### SHORT PROBLEM
Please count the lines in the rows below that contain the string "railing" and give only that number.

### SOURCE RECORDS
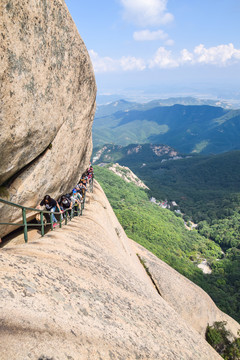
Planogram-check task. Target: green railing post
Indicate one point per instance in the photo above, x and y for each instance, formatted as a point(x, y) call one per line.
point(84, 200)
point(51, 220)
point(42, 223)
point(25, 225)
point(60, 222)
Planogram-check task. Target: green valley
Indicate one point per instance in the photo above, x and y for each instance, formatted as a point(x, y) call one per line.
point(197, 128)
point(162, 232)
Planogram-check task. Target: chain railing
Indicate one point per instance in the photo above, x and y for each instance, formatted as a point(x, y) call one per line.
point(64, 216)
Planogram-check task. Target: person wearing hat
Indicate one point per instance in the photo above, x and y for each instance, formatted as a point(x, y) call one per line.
point(76, 198)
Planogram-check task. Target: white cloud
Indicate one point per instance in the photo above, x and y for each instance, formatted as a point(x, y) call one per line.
point(186, 56)
point(146, 12)
point(107, 64)
point(163, 59)
point(132, 63)
point(220, 55)
point(102, 64)
point(147, 35)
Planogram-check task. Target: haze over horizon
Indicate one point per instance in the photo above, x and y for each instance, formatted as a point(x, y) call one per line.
point(160, 48)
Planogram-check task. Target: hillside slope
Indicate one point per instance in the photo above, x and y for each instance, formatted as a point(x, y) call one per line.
point(81, 293)
point(196, 128)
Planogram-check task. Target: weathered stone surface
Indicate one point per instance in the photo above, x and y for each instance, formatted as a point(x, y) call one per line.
point(189, 300)
point(47, 96)
point(81, 293)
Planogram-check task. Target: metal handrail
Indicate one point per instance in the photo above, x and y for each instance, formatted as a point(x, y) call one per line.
point(42, 212)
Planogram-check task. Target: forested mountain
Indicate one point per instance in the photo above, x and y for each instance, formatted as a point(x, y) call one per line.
point(206, 187)
point(189, 129)
point(163, 233)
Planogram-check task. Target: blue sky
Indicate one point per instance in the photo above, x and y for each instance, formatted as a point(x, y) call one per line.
point(162, 47)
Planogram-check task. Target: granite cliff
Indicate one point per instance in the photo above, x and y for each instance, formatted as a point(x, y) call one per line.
point(47, 107)
point(81, 293)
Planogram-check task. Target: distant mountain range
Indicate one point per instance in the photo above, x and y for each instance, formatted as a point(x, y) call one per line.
point(188, 128)
point(205, 186)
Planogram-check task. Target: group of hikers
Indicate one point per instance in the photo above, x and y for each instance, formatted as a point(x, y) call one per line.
point(68, 202)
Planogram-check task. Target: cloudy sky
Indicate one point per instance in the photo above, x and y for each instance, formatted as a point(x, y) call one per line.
point(163, 47)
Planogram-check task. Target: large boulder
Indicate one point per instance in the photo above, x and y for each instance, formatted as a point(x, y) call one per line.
point(48, 93)
point(81, 293)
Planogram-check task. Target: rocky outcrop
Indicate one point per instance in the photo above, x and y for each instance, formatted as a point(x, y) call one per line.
point(189, 300)
point(48, 95)
point(81, 293)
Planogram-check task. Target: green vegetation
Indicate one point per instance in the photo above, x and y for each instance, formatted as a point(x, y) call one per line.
point(223, 341)
point(163, 233)
point(188, 128)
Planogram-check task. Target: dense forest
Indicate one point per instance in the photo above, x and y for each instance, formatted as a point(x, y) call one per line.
point(163, 233)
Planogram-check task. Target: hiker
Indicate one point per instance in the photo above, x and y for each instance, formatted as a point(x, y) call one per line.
point(65, 204)
point(82, 188)
point(50, 205)
point(76, 199)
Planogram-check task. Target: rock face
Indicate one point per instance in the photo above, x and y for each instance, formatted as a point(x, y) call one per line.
point(189, 300)
point(81, 293)
point(48, 96)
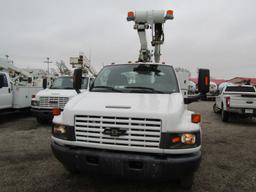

### REPLY
2